BEGIN TEXT SECTION

In a set of exploratory analyses, given the significant findings for PANSS total, we next analyzed the PANSS positive and negative symptoms using the same analytical strategies. Among patients of African ancestry and rs951439 CC genotype, the response to perphenazine (13.74 ± 1.44) was significantly more positive than the response to ziprasidone (18.76 ± 1.21; P=0.009) (Figure 2e; Supplementary Table 6). Among patients of African descent with the rs2842030 TT genotype, response to perphenazine was indistinguishable from response to olanzapine but significantly better than responses to quetiapine, risperidone and ziprasidone. The average PANSS positive score was decreased by more than 30% during perphenazine treatment (11.60 ± 1.64) and olanzapine treatment (11.60 ± 0.65) compared to treatments with quetiapine (16.53 ± 0.98; P=0.011), risperidone (16.70 ± 0.78; P=0.006) and ziprasidone (18.57 ± 0.52; P<0.001) (Figure 3e). Patients with rs2842030 genotype TT also appeared to respond more positively to both perphenazine and olanzapine than those of rs2842030 genotype GG or GT (Figure 3e; Supplementary Table 6). For PANSS negative scores, patients of African ancestry and rs951439 genotype CC had significantly greater improvement during treatment with perphenazine (17.27 ± 1.00) than quetiapine (20.39 ± 0.96; P=0.024) or ziprasidone (21.45 ± 0.88; P=0.002). Patients of African ancestry and rs951439 genotype CT responded with significantly higher PANSS negative scores during treatment with perphenazine (20.74 ± 0.76) than olanzapine (18.33 ± 0.78; P=0.017) or quetiapine (17.75 ± 0.90; P=0.010) (Figure 2g; Supplementary Table 7).

END TEXT SECTION

→ **TASK INSTRUCTIONS**
**a.** In the text on PANSS symptom scores, what was the average PANSS positive score during olanzapine treatment among patients of African descent with the rs2842030 TT genotype?
**b.** Continue the text on PANSS symptom scores from its last sentence.
You will not need the stored records.

BEGIN ENTRIES SHOWN

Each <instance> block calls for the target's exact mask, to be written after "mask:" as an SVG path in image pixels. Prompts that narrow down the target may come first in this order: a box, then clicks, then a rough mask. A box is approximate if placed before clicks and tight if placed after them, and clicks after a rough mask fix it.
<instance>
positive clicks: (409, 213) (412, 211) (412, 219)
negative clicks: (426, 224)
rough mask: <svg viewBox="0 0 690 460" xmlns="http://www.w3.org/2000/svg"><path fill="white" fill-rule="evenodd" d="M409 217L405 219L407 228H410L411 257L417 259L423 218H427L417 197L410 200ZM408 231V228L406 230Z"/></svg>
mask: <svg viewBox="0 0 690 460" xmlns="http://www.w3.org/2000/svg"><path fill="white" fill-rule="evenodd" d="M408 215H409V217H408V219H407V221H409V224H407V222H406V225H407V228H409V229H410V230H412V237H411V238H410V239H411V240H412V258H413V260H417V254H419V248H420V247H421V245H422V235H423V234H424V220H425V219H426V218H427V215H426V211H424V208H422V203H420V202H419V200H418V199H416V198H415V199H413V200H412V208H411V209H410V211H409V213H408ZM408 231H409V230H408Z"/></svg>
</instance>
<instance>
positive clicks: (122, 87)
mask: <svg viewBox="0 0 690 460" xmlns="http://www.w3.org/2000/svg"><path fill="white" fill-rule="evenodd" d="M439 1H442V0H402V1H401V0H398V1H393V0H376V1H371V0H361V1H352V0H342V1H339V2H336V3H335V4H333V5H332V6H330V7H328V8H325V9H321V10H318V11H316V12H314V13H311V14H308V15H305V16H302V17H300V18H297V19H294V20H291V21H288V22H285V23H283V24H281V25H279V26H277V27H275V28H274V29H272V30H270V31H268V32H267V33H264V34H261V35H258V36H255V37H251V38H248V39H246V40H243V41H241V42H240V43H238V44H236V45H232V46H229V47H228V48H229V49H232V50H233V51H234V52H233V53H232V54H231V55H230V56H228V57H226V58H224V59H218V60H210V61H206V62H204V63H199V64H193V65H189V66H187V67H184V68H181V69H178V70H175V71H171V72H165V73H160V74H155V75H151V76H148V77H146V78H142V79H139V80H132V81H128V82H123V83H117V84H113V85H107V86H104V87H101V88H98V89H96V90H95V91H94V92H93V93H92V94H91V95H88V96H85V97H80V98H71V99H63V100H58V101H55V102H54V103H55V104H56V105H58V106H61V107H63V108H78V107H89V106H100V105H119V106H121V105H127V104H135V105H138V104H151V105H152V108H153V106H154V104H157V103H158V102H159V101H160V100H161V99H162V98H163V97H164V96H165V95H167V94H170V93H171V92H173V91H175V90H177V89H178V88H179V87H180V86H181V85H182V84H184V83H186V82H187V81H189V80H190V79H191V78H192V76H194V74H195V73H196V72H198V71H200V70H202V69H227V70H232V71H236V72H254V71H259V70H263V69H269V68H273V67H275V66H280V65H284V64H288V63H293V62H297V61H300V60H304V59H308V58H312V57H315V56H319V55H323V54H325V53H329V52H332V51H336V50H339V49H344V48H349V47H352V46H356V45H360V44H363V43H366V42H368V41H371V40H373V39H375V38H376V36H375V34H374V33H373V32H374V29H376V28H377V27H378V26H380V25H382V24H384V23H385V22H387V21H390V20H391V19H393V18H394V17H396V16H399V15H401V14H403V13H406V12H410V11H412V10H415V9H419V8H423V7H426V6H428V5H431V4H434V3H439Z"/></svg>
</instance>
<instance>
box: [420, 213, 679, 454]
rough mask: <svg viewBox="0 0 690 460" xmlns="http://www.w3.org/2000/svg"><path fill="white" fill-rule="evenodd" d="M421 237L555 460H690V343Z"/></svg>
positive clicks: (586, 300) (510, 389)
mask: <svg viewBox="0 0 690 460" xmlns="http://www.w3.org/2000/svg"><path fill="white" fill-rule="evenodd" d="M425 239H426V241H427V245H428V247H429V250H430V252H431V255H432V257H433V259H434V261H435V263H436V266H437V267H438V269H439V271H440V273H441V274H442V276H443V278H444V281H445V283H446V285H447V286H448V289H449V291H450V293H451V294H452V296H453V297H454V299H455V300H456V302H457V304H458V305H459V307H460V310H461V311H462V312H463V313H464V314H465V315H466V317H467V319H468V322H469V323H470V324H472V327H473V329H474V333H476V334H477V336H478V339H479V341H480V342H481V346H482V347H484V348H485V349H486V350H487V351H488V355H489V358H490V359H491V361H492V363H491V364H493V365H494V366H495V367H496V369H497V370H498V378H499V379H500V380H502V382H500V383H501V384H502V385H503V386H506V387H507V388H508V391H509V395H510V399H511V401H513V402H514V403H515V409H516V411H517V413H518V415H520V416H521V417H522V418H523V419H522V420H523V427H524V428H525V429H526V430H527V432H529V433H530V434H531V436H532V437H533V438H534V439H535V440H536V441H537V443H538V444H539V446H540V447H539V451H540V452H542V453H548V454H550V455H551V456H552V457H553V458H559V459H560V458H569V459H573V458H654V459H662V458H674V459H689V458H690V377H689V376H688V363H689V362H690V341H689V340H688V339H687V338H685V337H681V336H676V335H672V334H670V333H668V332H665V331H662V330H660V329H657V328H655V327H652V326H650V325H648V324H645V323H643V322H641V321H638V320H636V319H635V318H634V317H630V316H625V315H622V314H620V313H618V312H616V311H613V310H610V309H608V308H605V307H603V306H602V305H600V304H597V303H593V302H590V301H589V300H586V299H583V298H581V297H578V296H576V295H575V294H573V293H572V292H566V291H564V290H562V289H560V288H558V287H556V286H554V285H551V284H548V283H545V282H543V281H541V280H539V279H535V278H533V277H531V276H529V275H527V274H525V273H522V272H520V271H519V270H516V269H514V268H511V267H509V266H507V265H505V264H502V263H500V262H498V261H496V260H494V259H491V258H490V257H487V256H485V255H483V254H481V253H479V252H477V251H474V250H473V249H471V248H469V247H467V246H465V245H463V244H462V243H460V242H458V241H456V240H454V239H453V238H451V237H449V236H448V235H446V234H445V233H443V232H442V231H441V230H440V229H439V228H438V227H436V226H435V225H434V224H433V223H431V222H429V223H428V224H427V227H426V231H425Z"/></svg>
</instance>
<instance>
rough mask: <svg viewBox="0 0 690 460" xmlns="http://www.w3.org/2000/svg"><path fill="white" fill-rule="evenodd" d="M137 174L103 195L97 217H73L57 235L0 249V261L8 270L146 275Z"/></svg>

END ENTRIES SHOWN

→ **EXPECTED RESPONSES**
**a.** 11.60 ± 0.65

**b.**
Discussion

The present study revealed an association of genetic variants in the RGS4 gene with alterations in the baseline PANSS total score and with differential responsiveness to antipsychotic treatment medications. The variants in the 5′ region of RGS4 have not been analyzed yet for regulatory functions, and additional experiments will be required to identify the functional variants marked by association of the genotyped SNPs. However, the difference in baseline PANSS total score among RGS4 markers in the 5′ region of the gene may be consistent with the hypothesis that differential regulation of RGS4 contributes to the severity of schizophrenia symptoms (30). The different treatment responses among RGS4 genotypes, based on changes in PANSS scores and time to discontinuation of treatment, is consistent with our working hypothesis that (a) the pharmacologic actions of antipsychotic treatments could be influenced by RGS4 expression levels; and (b) certain RGS4 genotypes may be useful for predicting the efficacy of a particular treatment regimen in specific, ethnically defined patient populations.

We caution that these are exploratory analyses and all results require confirmation. Nonetheless, the present findings, in combination with other data, provide additional evidence that RGS4 variants correlate with certain phenotypic characteristics of individuals with schizophrenia. For example, reduction in the volume of the dorsolateral prefrontal cortex (DLPFC, a brain region implicated in schizophrenia) has been shown in first episode patients. Recently, Prasad et al (48) reported that this reduction correlates with RGS4 SNP18 genotype GG. RGS4 SNP18 is the reverse complement of rs2661319, for which we describe an association of the TT genotype (equivalent to the SNP18 GG genotype) with higher baseline PANSS Total scores. Taken together, Prasad et al (48) and the present study suggest that individuals with the rs2661319 TT genotype have quantifiably more severe disease symptoms, characterized by both PANSS total score and a neuroanatomical deficit in DLPFC.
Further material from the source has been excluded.